▶ [Tasks for this exercise]
a - In the mountain biking post, which parts of the jungle road had been repaired in 2010?
b - Write the next part of the mountain biking post, picking up after its final sentence.

▶ [Given passage]
..........

Tuesday, February 15, 2011

Mountain Biking Down the Manggoapi Slope of Manokwari

Mountain biking is healthy lifestyle. This time I want to share a little of my mountain bike tour story around the hills of Table Moutain down to Manggoapi slope. Mountain biking up the steep slope leading to the Table Mountain of Manokwari city is really hard. Only experienced mountain biker who can keep sitting on the saddle while cranking up his or her bike to the top of the mountain. Entering the gate of the Table Mountain, we will feel significant changes in our surrounding environment. From the smooth streets of the city crowded with cars and motorcycles, now we will begin our journey through the green trees of the tropical rainforest. Some parts of the road inside the jungle was rough due to the lack of regular maintenance from the department of public works and forestry whereas others near the campus of Papua university had been repaired last year (2010). The air temperature inside the forest is cool. I like it very much. Although it is quite hard to reach the top with my mountain bike, I still feel that it is one of the best route for mountain biking.

..........

Point annotation data:
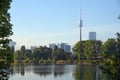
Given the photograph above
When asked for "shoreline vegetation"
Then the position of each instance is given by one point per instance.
(54, 62)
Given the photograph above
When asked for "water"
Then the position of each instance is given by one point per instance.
(55, 72)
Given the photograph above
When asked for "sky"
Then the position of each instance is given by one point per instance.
(41, 22)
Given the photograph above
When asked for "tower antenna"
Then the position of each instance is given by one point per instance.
(80, 24)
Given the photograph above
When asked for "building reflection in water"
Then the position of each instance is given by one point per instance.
(79, 72)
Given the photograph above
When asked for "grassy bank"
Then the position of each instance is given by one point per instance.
(54, 62)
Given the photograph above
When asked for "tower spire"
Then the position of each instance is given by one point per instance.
(80, 24)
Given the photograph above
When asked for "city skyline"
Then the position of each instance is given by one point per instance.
(42, 22)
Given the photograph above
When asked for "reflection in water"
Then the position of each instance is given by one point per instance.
(42, 70)
(88, 72)
(74, 72)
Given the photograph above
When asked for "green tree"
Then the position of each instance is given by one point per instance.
(111, 58)
(6, 56)
(78, 48)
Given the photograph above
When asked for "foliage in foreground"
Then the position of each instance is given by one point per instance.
(6, 55)
(110, 63)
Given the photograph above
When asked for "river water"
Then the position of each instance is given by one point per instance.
(55, 72)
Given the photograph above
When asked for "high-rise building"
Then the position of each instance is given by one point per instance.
(64, 46)
(52, 46)
(12, 45)
(33, 47)
(92, 35)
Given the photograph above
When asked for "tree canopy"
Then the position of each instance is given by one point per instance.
(110, 63)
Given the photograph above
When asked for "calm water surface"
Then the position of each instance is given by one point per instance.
(55, 72)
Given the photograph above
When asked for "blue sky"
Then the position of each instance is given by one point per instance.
(40, 22)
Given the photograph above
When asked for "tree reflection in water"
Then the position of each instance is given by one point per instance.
(77, 72)
(89, 72)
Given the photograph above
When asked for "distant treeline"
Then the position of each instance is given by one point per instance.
(42, 53)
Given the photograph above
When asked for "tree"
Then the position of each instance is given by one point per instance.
(111, 58)
(6, 56)
(92, 48)
(78, 48)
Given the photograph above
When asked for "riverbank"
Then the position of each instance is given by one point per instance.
(54, 61)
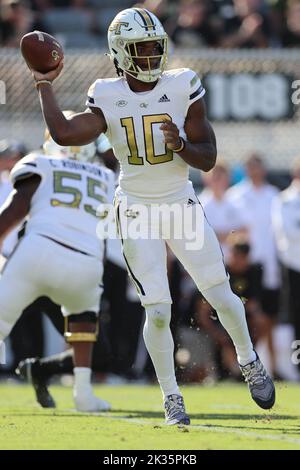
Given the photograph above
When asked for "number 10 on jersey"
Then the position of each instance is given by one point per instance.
(134, 158)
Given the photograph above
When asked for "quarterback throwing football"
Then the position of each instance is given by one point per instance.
(157, 125)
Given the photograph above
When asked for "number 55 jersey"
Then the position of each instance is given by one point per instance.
(67, 204)
(149, 170)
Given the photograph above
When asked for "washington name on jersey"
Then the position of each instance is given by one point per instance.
(149, 170)
(65, 205)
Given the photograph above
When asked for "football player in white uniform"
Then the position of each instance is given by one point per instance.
(60, 255)
(157, 125)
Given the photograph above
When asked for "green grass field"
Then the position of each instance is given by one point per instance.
(223, 417)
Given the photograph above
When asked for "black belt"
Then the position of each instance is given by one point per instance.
(66, 246)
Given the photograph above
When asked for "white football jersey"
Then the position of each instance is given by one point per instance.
(64, 207)
(149, 170)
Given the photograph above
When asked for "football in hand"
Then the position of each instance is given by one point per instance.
(41, 51)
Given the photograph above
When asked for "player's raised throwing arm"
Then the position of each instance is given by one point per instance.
(79, 129)
(200, 150)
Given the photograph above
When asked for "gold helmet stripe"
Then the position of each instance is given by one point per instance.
(147, 19)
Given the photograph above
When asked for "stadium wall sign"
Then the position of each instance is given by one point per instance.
(249, 96)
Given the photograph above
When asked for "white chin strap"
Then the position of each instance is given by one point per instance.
(144, 76)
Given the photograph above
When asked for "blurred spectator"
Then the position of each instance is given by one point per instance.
(286, 223)
(291, 33)
(248, 26)
(246, 282)
(193, 26)
(253, 199)
(160, 8)
(216, 347)
(219, 210)
(16, 19)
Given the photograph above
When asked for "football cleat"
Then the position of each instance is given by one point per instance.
(29, 371)
(260, 384)
(175, 410)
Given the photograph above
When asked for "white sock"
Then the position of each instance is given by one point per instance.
(82, 376)
(232, 315)
(160, 345)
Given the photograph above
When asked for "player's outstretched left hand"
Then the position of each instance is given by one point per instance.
(171, 134)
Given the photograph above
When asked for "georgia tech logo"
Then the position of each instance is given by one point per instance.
(116, 26)
(121, 103)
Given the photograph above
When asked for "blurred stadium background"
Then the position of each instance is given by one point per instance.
(247, 53)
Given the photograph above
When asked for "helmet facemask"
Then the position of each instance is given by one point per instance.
(155, 64)
(127, 31)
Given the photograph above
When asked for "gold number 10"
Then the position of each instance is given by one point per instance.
(148, 121)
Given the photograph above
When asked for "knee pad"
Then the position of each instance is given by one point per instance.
(159, 315)
(82, 336)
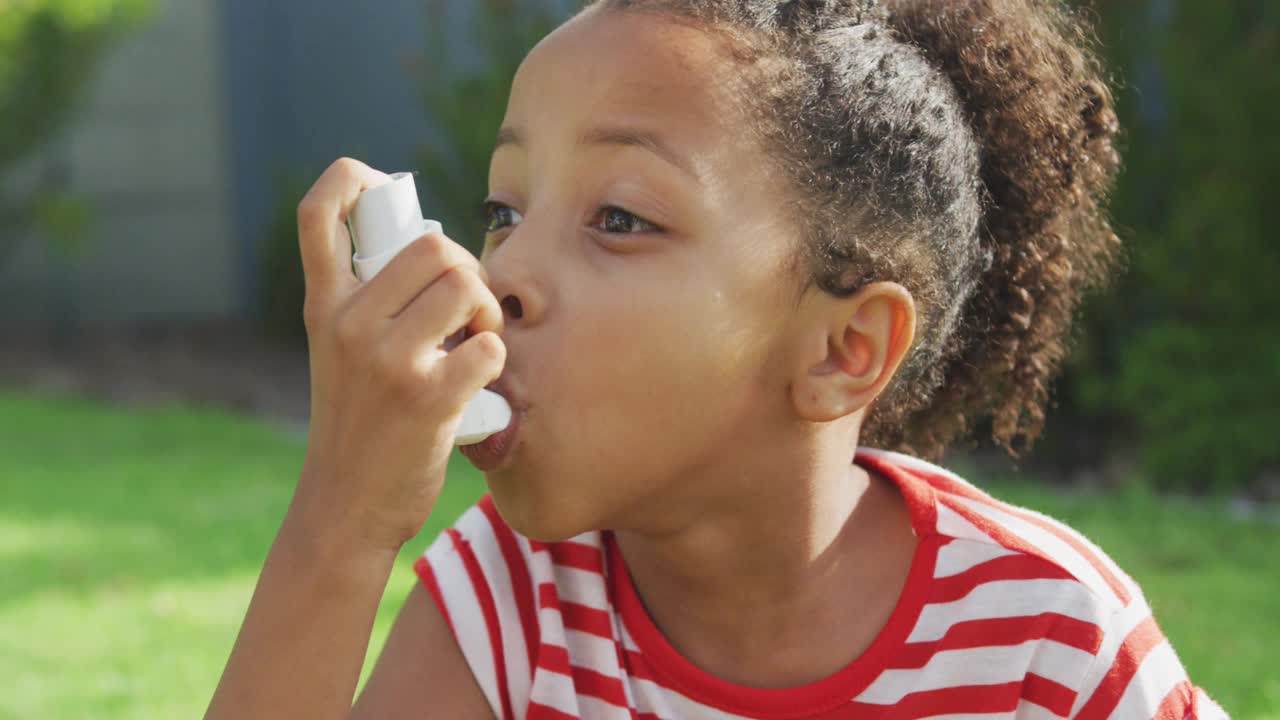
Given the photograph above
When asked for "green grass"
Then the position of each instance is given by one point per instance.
(131, 541)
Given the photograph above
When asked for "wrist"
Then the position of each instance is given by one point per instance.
(327, 554)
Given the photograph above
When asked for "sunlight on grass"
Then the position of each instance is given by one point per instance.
(132, 540)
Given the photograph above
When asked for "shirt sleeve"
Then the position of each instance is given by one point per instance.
(467, 572)
(1137, 674)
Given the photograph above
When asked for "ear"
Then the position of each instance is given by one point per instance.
(855, 352)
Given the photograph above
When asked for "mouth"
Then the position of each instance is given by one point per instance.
(497, 451)
(503, 387)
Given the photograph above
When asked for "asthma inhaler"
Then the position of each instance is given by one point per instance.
(384, 220)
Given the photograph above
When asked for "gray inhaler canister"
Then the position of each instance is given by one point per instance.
(384, 220)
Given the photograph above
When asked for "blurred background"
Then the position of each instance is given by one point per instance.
(152, 359)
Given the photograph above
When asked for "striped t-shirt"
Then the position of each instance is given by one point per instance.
(1005, 614)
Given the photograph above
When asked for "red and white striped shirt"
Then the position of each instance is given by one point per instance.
(1006, 614)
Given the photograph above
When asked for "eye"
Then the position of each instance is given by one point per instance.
(616, 220)
(496, 215)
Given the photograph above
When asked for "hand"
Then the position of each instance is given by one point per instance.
(385, 399)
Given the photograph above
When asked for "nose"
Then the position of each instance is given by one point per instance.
(515, 279)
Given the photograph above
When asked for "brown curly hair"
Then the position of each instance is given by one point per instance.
(960, 147)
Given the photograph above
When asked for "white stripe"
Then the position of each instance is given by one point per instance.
(666, 702)
(484, 543)
(991, 665)
(593, 652)
(1156, 677)
(1056, 547)
(960, 555)
(583, 587)
(1028, 710)
(554, 689)
(1129, 584)
(1008, 598)
(469, 624)
(595, 707)
(552, 627)
(976, 716)
(956, 525)
(1115, 630)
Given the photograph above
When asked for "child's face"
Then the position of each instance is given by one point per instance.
(654, 363)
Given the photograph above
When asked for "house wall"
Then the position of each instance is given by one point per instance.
(149, 153)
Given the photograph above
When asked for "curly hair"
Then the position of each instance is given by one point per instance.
(960, 147)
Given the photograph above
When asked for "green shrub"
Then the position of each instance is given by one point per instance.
(1187, 351)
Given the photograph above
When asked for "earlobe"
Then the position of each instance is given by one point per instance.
(863, 350)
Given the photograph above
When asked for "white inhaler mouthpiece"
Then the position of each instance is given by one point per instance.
(384, 220)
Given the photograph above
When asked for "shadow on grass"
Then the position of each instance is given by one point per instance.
(97, 497)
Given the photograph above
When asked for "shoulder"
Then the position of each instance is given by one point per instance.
(507, 597)
(1002, 542)
(1009, 579)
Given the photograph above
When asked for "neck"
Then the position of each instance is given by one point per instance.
(777, 560)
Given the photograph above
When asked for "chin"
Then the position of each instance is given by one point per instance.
(536, 515)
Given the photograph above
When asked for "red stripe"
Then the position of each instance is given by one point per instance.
(1000, 533)
(424, 570)
(554, 659)
(1178, 705)
(539, 711)
(1087, 552)
(1052, 696)
(521, 584)
(1004, 632)
(1133, 651)
(599, 686)
(945, 701)
(490, 615)
(1006, 568)
(586, 619)
(638, 666)
(576, 555)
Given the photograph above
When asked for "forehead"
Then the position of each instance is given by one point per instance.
(629, 69)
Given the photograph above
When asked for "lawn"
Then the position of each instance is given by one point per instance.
(131, 542)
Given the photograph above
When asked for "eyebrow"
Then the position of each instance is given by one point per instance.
(624, 137)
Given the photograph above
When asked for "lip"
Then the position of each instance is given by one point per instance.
(502, 386)
(497, 450)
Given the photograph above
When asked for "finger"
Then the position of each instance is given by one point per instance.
(406, 277)
(472, 365)
(456, 300)
(323, 237)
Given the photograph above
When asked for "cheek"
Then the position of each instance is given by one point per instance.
(657, 376)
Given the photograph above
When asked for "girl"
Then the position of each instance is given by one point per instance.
(749, 268)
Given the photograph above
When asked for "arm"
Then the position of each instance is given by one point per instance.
(421, 668)
(385, 404)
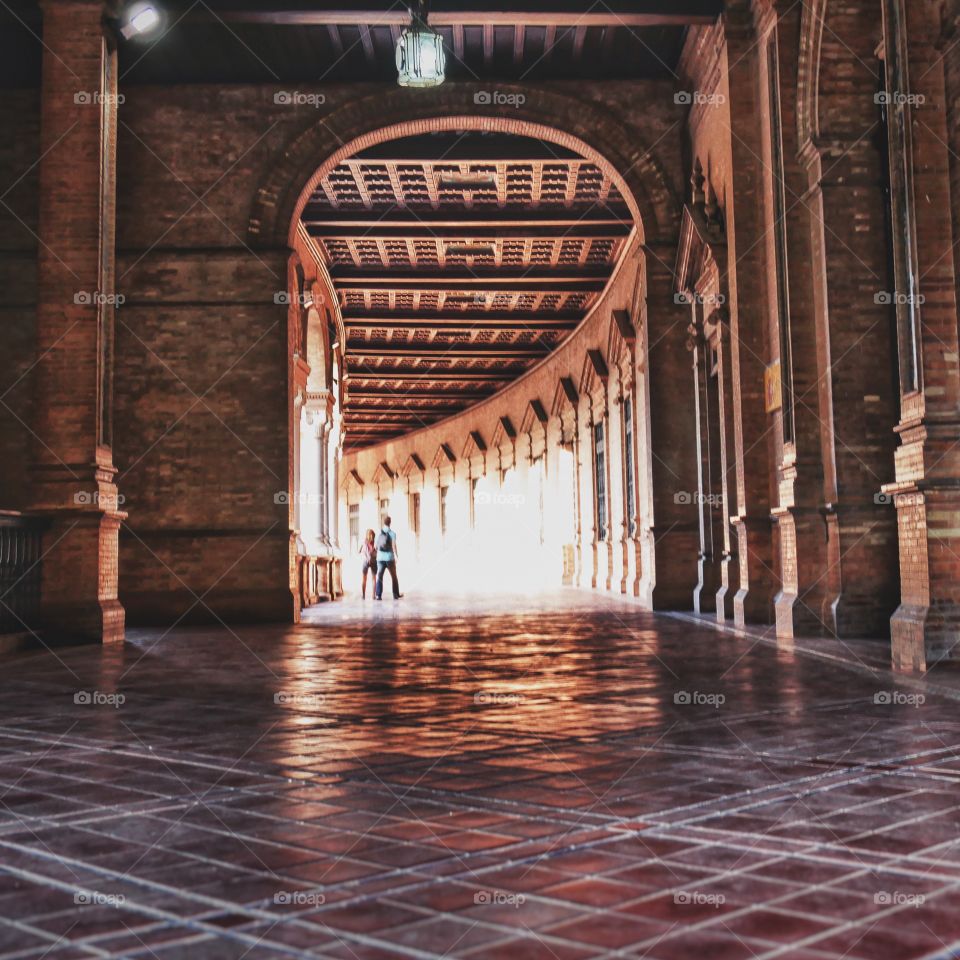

..........

▶ [Answers below]
a - The parts near the campus of Papua university.

b -
The sounds of birds and insects on the branches of the tropical trees fill the atmosphere of the forest. When I ride my bicycle through this forest, I often stop at the Japanese World War II Memorial Monument to take rest for a few minutes on one of the concrete benches. When I feel that my breath has returned to normal pace again, I stand up and begin picking up some plastic wastes and bottles thrown by visitors. I collect the plastic wastes at a certain spot to inform other people to also put their wastes in that spot too. If they follow my way of collecting the wastes in one place only, the area around the monument will be cleaner.I took another ten to fifteen minutes to reach the main street of Amban. From that point the street is smooth again covered with high quality asphalt pavement.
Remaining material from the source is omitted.